Working data:
#####

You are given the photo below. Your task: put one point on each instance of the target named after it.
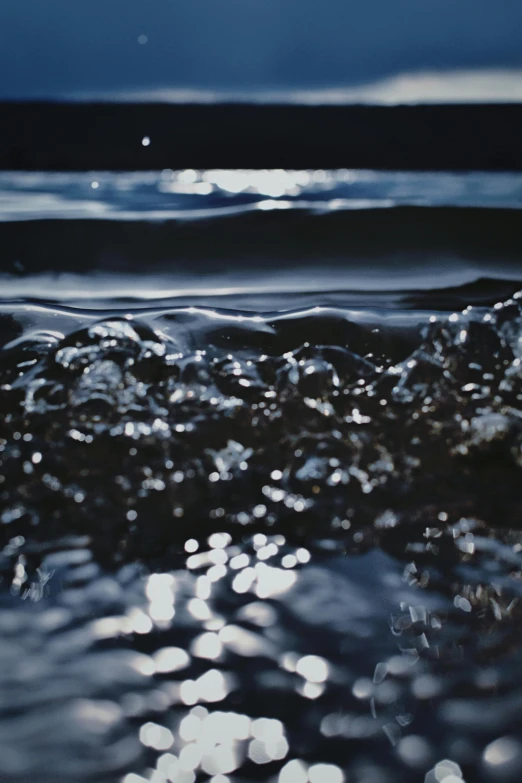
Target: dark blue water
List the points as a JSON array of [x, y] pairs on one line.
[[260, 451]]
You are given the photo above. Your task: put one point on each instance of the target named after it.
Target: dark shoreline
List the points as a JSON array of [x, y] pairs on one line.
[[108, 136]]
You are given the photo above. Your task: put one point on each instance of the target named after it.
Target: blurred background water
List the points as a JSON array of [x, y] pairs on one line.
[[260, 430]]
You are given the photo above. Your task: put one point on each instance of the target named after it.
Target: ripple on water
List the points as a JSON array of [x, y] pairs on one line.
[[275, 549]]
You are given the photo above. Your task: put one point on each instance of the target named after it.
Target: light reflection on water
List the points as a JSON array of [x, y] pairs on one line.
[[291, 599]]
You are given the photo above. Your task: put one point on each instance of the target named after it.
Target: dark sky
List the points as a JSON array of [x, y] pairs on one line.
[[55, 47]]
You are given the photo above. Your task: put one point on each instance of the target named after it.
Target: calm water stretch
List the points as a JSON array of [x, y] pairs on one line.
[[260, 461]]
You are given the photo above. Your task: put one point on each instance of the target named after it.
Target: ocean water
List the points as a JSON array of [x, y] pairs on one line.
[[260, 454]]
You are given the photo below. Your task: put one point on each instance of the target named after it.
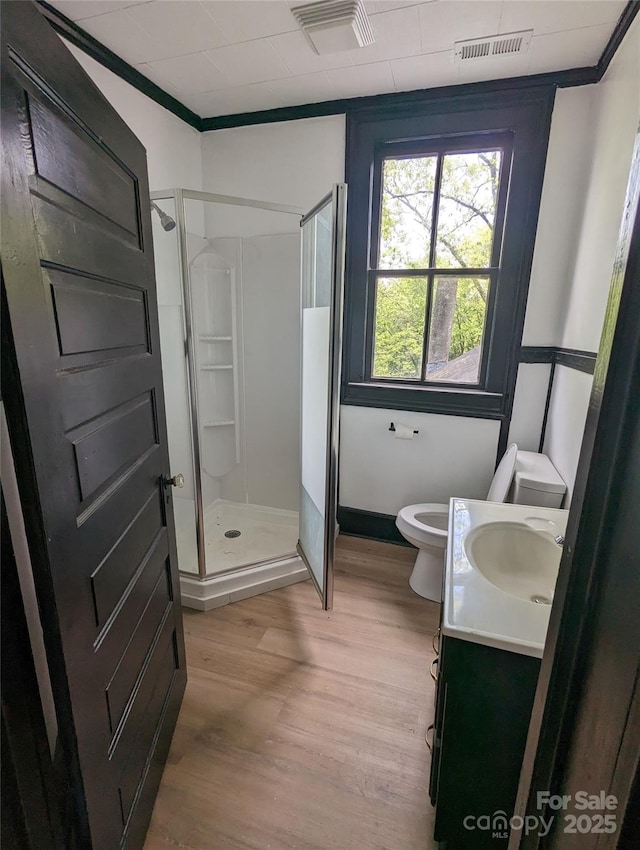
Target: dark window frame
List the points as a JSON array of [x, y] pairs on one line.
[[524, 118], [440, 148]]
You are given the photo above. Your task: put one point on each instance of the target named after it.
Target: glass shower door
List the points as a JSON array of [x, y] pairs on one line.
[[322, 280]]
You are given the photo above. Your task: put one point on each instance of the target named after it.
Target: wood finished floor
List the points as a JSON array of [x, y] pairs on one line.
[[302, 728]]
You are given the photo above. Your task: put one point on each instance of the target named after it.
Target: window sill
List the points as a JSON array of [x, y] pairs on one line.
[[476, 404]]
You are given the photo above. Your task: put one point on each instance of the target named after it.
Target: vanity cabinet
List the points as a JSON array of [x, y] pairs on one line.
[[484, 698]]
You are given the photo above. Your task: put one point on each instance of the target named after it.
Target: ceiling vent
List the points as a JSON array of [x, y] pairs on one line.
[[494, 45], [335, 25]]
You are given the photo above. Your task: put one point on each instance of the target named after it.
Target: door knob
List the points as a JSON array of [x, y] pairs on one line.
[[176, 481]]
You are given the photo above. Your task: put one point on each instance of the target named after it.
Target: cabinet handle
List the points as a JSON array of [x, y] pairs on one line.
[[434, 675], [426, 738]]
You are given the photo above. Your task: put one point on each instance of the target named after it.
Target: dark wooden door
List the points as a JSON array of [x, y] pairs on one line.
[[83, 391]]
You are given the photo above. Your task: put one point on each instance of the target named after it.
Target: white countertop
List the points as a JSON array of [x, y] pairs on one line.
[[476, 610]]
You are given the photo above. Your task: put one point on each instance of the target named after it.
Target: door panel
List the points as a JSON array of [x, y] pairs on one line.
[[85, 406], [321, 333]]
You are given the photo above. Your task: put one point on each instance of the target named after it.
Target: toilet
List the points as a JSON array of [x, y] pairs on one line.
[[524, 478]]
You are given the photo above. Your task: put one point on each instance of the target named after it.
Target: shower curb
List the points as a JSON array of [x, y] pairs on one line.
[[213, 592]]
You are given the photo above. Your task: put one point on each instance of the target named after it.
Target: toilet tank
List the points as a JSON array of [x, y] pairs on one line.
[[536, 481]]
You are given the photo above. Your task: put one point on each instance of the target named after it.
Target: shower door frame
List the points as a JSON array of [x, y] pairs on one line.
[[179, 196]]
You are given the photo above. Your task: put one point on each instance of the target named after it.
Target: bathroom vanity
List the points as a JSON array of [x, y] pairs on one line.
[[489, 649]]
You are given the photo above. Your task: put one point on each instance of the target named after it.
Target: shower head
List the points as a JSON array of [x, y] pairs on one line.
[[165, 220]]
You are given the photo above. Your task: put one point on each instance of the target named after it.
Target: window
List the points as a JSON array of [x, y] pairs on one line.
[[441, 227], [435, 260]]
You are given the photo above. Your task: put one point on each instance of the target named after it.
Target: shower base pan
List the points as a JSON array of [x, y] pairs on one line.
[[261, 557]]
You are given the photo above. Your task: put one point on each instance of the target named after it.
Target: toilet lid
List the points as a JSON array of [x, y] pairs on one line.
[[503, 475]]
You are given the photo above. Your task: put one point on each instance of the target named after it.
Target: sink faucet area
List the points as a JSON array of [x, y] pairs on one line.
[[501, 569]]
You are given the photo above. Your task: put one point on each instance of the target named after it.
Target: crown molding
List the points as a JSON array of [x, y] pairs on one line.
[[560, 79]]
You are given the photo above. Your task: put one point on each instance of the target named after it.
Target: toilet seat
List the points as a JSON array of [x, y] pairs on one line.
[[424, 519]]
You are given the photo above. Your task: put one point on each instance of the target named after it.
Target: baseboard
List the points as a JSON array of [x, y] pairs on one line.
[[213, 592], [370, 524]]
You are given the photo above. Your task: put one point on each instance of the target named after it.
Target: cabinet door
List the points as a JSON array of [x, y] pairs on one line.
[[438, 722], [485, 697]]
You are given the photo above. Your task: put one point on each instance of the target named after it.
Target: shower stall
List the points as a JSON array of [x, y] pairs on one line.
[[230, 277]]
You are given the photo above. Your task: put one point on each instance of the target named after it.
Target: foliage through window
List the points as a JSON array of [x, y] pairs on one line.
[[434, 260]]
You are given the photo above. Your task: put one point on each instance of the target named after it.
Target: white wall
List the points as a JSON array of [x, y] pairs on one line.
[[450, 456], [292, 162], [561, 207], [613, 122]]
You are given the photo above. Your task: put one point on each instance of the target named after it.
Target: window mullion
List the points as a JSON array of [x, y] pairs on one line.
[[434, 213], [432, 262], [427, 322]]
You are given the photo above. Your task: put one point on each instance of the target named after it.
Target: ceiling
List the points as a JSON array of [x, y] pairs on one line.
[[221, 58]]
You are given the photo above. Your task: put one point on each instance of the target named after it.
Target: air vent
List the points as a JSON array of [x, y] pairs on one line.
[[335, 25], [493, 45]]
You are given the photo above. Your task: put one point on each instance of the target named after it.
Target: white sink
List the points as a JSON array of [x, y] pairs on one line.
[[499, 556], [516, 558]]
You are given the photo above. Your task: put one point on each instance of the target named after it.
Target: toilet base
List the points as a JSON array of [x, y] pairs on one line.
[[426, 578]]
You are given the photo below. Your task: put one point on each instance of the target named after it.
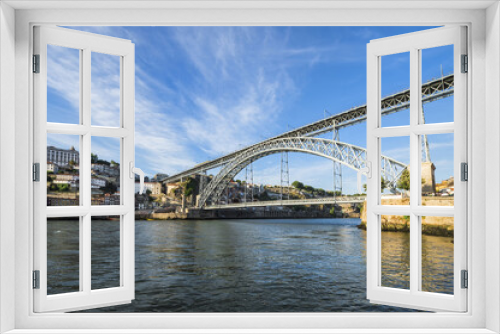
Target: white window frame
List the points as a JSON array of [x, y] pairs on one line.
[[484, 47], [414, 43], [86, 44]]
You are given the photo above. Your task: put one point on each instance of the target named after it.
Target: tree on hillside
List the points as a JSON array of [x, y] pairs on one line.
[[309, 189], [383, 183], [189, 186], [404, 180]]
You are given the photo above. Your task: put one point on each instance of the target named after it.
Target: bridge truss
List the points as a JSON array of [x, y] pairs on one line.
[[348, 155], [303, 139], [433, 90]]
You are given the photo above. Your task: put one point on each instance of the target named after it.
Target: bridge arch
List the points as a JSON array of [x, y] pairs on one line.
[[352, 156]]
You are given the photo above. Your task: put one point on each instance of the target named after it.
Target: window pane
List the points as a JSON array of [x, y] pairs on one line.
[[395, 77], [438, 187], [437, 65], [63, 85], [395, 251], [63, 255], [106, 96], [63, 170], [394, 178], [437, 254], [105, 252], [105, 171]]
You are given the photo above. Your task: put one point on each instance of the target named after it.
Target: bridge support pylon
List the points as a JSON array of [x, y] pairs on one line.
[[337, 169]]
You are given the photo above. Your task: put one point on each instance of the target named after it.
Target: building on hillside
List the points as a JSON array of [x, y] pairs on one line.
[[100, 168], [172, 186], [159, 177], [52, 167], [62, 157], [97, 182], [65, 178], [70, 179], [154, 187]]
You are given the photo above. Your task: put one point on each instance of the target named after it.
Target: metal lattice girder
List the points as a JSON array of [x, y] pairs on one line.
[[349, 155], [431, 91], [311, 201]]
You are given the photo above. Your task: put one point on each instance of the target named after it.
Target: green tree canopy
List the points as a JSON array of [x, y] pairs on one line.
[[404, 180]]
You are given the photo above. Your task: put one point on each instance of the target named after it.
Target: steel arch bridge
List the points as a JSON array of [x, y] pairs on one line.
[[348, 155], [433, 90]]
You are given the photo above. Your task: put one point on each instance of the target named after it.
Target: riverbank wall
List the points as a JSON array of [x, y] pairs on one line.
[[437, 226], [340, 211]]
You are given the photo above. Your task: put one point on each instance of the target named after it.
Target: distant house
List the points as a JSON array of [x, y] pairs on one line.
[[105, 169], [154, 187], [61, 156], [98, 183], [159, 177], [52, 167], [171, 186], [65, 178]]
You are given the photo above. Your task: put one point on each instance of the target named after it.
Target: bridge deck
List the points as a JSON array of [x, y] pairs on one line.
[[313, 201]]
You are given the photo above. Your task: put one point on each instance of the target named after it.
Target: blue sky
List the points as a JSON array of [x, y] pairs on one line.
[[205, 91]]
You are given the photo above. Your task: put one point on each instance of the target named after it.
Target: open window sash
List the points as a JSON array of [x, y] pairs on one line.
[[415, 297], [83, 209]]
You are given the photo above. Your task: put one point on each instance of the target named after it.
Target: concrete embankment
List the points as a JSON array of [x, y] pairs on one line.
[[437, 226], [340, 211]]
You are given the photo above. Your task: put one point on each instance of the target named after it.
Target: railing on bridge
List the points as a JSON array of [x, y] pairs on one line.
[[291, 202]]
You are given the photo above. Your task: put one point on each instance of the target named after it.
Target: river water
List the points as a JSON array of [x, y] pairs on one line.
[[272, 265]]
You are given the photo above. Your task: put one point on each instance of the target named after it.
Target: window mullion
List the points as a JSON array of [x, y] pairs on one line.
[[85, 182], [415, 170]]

#####

Stated problem:
Find each line in the records above that contains the word "toilet", and copy those lines out in full.

Expected answer:
Target: toilet
Target: toilet tank
Target: toilet lid
Target: toilet seat
Target: toilet base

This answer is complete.